>>>

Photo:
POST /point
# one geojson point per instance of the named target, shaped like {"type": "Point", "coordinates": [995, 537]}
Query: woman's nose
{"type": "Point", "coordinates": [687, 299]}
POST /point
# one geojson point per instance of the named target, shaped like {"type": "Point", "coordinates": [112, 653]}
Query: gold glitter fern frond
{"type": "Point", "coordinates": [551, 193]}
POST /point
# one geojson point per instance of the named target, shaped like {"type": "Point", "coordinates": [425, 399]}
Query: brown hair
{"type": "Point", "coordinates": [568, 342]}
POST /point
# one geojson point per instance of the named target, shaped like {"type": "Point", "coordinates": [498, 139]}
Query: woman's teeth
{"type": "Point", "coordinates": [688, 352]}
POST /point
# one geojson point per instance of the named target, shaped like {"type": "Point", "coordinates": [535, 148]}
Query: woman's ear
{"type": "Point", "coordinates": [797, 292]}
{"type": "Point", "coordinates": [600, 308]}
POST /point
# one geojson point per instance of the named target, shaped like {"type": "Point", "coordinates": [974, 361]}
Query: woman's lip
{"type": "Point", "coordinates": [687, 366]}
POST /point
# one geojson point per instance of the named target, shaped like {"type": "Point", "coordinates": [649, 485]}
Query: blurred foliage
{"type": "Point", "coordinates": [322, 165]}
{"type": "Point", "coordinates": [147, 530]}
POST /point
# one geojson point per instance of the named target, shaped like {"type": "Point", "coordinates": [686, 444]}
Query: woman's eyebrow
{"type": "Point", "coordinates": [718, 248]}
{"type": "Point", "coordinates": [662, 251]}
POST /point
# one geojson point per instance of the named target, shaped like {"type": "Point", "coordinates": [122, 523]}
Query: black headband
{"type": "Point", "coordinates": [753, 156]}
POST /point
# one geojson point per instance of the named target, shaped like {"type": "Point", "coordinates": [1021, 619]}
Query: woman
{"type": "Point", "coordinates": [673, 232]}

<<<

Consigne. Disposez l'ensemble de ces lignes en liste numérotée, sans reprendre les lignes vides.

Réponse attendue.
1. Photo:
2. POST /point
3. # one geojson point per instance of the named target, shaped like {"type": "Point", "coordinates": [995, 537]}
4. Query: woman's nose
5. {"type": "Point", "coordinates": [687, 299]}
6. POST /point
7. # one geojson point per instance of the named target, shaped like {"type": "Point", "coordinates": [112, 653]}
8. Query: gold glitter fern frond
9. {"type": "Point", "coordinates": [551, 193]}
10. POST /point
11. # one geojson point per instance of the named target, shaped like {"type": "Point", "coordinates": [425, 399]}
12. Query: brown hair
13. {"type": "Point", "coordinates": [568, 342]}
14. POST /point
15. # one geojson point per instance of the named target, shaped like {"type": "Point", "coordinates": [498, 139]}
16. Query: woman's teeth
17. {"type": "Point", "coordinates": [688, 352]}
18. POST /point
19. # one geojson point per instance of the named target, shaped like {"type": "Point", "coordinates": [535, 148]}
20. Query: woman's ear
21. {"type": "Point", "coordinates": [797, 292]}
22. {"type": "Point", "coordinates": [600, 308]}
23. POST /point
24. # one geojson point per instance of the named target, shaped like {"type": "Point", "coordinates": [974, 361]}
25. Query: woman's lip
26. {"type": "Point", "coordinates": [687, 366]}
27. POST /point
28. # one geojson point per instance of the named target, shaped like {"type": "Point", "coordinates": [649, 485]}
29. Query: blurred foliage
30. {"type": "Point", "coordinates": [322, 165]}
31. {"type": "Point", "coordinates": [147, 530]}
32. POST /point
33. # one geojson point per instance of the named target, shaped like {"type": "Point", "coordinates": [686, 444]}
34. Query: woman's eyebrow
35. {"type": "Point", "coordinates": [718, 248]}
36. {"type": "Point", "coordinates": [662, 251]}
37. POST /point
38. # one geojson point per instance of the named target, shaped like {"type": "Point", "coordinates": [122, 523]}
39. Query: black headband
40. {"type": "Point", "coordinates": [753, 156]}
41. POST /point
42. # one geojson point per instance of the named target, shaped like {"type": "Point", "coordinates": [1021, 619]}
43. Query: woman
44. {"type": "Point", "coordinates": [673, 232]}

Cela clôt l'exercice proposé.